→ TASK GOAL:
Your answer must be an exact repetition of every record.

→ LISTED RECORDS:
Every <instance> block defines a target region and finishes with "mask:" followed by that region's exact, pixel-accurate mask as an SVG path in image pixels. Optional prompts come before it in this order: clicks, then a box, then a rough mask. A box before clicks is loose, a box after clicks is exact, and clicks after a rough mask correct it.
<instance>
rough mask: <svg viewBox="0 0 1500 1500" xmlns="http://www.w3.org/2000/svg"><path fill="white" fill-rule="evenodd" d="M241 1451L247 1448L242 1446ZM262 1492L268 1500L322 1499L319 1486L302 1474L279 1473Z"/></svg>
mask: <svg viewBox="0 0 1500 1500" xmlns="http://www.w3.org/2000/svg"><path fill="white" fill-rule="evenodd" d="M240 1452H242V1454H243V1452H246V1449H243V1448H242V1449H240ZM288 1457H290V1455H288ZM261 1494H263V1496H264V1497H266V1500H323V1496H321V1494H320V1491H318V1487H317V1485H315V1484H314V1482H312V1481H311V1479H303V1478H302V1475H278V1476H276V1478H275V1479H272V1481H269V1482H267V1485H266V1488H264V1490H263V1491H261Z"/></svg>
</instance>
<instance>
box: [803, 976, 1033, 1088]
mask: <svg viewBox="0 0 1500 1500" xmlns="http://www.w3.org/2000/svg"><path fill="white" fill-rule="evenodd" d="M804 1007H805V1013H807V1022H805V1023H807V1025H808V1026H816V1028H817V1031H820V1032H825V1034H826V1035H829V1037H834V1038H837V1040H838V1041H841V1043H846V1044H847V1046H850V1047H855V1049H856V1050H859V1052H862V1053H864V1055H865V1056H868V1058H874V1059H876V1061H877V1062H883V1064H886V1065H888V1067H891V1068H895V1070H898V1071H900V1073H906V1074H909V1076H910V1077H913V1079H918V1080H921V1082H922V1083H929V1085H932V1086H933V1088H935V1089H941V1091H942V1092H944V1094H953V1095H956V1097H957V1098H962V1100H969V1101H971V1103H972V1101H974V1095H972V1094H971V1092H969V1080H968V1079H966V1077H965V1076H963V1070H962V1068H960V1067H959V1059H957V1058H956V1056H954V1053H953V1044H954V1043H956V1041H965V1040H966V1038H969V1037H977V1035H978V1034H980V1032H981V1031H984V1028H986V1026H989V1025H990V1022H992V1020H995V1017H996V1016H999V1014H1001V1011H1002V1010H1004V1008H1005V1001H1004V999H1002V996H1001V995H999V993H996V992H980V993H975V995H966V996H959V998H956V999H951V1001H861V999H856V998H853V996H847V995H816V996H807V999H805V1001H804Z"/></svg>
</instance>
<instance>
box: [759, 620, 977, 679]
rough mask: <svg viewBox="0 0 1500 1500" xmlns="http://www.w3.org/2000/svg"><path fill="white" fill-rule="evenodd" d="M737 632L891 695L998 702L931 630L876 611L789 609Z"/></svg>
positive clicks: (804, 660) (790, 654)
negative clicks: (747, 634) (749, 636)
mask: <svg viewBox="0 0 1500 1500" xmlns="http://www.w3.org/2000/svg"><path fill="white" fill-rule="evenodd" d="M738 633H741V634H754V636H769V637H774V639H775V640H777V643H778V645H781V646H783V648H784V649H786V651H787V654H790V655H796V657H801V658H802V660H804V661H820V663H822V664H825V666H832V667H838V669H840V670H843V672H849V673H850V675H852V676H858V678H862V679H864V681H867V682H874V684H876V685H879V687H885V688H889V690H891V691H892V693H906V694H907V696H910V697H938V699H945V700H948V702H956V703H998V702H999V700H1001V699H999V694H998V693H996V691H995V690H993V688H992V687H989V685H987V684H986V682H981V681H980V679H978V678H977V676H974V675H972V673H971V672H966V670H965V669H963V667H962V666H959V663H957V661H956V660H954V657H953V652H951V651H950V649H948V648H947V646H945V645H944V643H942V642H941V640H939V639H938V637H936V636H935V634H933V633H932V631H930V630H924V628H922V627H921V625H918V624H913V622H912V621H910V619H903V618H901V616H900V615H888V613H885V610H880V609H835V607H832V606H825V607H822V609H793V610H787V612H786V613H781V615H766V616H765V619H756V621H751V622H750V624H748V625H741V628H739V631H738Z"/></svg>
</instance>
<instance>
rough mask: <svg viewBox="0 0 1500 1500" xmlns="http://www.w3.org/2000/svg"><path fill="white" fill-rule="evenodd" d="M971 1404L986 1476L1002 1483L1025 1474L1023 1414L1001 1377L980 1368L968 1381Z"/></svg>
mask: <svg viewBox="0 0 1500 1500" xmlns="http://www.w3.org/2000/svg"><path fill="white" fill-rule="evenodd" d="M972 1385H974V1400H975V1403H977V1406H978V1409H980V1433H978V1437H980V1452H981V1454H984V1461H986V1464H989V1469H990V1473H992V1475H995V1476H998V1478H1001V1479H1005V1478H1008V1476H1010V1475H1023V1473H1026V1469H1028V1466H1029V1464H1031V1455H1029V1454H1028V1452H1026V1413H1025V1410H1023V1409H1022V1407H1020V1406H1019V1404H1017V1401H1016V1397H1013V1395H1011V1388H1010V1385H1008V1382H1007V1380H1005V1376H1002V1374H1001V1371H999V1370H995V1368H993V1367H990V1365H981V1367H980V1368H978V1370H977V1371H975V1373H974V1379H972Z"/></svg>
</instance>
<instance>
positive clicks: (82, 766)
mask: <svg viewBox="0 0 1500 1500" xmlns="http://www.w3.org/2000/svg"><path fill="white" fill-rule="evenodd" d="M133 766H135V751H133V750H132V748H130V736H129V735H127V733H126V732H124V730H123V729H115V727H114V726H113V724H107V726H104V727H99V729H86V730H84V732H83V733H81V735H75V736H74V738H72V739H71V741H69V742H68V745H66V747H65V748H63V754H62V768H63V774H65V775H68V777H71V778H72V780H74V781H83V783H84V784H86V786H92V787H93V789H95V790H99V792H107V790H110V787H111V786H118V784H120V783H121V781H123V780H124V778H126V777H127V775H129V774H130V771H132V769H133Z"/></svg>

→ ANSWER TO THE EXERCISE:
Every <instance> block defines a target region and finishes with "mask:" followed by that region's exact, pixel-accurate mask as an SVG path in image pixels. Optional prompts come before it in this order: clicks, then a box, then a rough mask. A box before clicks is loose, a box after clicks is exact, and clicks after a rough mask correct it.
<instance>
rough mask: <svg viewBox="0 0 1500 1500" xmlns="http://www.w3.org/2000/svg"><path fill="white" fill-rule="evenodd" d="M241 1451L247 1448L242 1446ZM262 1492L268 1500L322 1499L319 1486L302 1474L279 1473Z"/></svg>
mask: <svg viewBox="0 0 1500 1500" xmlns="http://www.w3.org/2000/svg"><path fill="white" fill-rule="evenodd" d="M240 1452H242V1454H243V1452H246V1449H243V1448H242V1449H240ZM288 1457H290V1455H288ZM261 1494H263V1496H264V1497H266V1500H323V1496H321V1494H320V1491H318V1487H317V1485H315V1484H314V1482H312V1481H311V1479H303V1478H302V1475H278V1476H276V1478H275V1479H272V1481H269V1482H267V1485H266V1488H264V1490H263V1491H261Z"/></svg>
</instance>
<instance>
box: [803, 976, 1033, 1088]
mask: <svg viewBox="0 0 1500 1500" xmlns="http://www.w3.org/2000/svg"><path fill="white" fill-rule="evenodd" d="M804 1007H805V1013H807V1022H805V1023H807V1025H808V1026H816V1028H817V1031H820V1032H825V1034H826V1035H829V1037H834V1038H837V1040H838V1041H841V1043H846V1044H847V1046H850V1047H855V1049H856V1050H859V1052H862V1053H864V1055H865V1056H868V1058H874V1059H876V1061H877V1062H883V1064H886V1065H888V1067H891V1068H895V1070H898V1071H900V1073H906V1074H909V1076H910V1077H913V1079H918V1080H921V1082H922V1083H929V1085H932V1086H933V1088H935V1089H941V1091H942V1092H944V1094H953V1095H956V1097H957V1098H962V1100H969V1101H971V1103H972V1101H974V1095H972V1094H971V1092H969V1080H968V1079H966V1077H965V1076H963V1070H962V1068H960V1067H959V1059H957V1058H956V1056H954V1053H953V1044H954V1043H956V1041H965V1040H966V1038H969V1037H977V1035H978V1034H980V1032H981V1031H984V1028H986V1026H989V1025H990V1022H992V1020H995V1017H996V1016H999V1014H1001V1011H1002V1010H1004V1008H1005V1001H1004V999H1002V996H1001V995H999V993H996V992H980V993H975V995H966V996H959V998H956V999H951V1001H861V999H856V998H853V996H847V995H816V996H807V999H805V1001H804Z"/></svg>
</instance>
<instance>
box: [759, 620, 977, 679]
rough mask: <svg viewBox="0 0 1500 1500" xmlns="http://www.w3.org/2000/svg"><path fill="white" fill-rule="evenodd" d="M737 632L891 695L998 702L931 630L876 611L789 609Z"/></svg>
positive clicks: (804, 660) (790, 654)
negative clicks: (747, 634) (749, 636)
mask: <svg viewBox="0 0 1500 1500" xmlns="http://www.w3.org/2000/svg"><path fill="white" fill-rule="evenodd" d="M738 633H741V634H754V636H769V637H774V639H775V640H777V643H778V645H781V646H783V648H784V649H786V651H787V654H790V655H796V657H801V658H802V660H804V661H820V663H822V664H825V666H832V667H838V669H840V670H843V672H849V673H850V675H852V676H858V678H862V679H864V681H867V682H874V684H876V685H879V687H885V688H889V690H891V691H892V693H906V694H907V696H910V697H938V699H945V700H948V702H956V703H998V702H999V700H1001V699H999V694H998V693H996V691H995V690H993V688H992V687H989V685H987V684H986V682H981V681H980V679H978V678H977V676H974V675H972V673H971V672H966V670H965V669H963V667H962V666H959V663H957V661H956V660H954V657H953V652H951V651H950V649H948V648H947V646H945V645H944V643H942V642H941V640H939V639H938V637H936V636H935V634H933V633H932V631H930V630H924V628H922V627H921V625H918V624H913V622H912V621H910V619H903V618H901V616H900V615H888V613H885V610H880V609H835V607H832V606H825V607H822V609H793V610H787V612H786V613H781V615H766V616H765V619H756V621H751V622H750V624H748V625H741V628H739V631H738Z"/></svg>
</instance>
<instance>
rough mask: <svg viewBox="0 0 1500 1500" xmlns="http://www.w3.org/2000/svg"><path fill="white" fill-rule="evenodd" d="M971 1404L986 1476L1002 1483L1025 1474L1023 1414L1001 1377L980 1368L968 1381Z"/></svg>
mask: <svg viewBox="0 0 1500 1500" xmlns="http://www.w3.org/2000/svg"><path fill="white" fill-rule="evenodd" d="M972 1385H974V1400H975V1403H977V1406H978V1409H980V1433H978V1437H980V1452H981V1454H984V1461H986V1464H989V1469H990V1473H992V1475H995V1476H998V1478H1001V1479H1005V1478H1008V1476H1010V1475H1023V1473H1026V1469H1028V1466H1029V1464H1031V1455H1029V1454H1028V1452H1026V1413H1025V1410H1023V1409H1022V1407H1020V1406H1019V1404H1017V1401H1016V1397H1013V1395H1011V1388H1010V1385H1008V1382H1007V1380H1005V1376H1002V1374H1001V1371H999V1370H995V1368H993V1367H990V1365H981V1367H980V1368H978V1370H977V1371H975V1373H974V1379H972Z"/></svg>
</instance>
<instance>
positive clicks: (82, 766)
mask: <svg viewBox="0 0 1500 1500" xmlns="http://www.w3.org/2000/svg"><path fill="white" fill-rule="evenodd" d="M133 766H135V751H133V750H132V748H130V736H129V735H127V733H126V732H124V730H123V729H115V727H114V726H113V724H107V726H104V727H99V729H86V730H84V732H83V733H81V735H75V736H74V738H72V739H71V741H69V742H68V745H66V747H65V748H63V754H62V768H63V774H65V775H68V777H71V778H72V780H74V781H83V783H84V784H86V786H92V787H93V789H95V790H99V792H107V790H110V787H111V786H118V784H120V783H121V781H123V780H124V778H126V777H127V775H129V774H130V771H132V769H133Z"/></svg>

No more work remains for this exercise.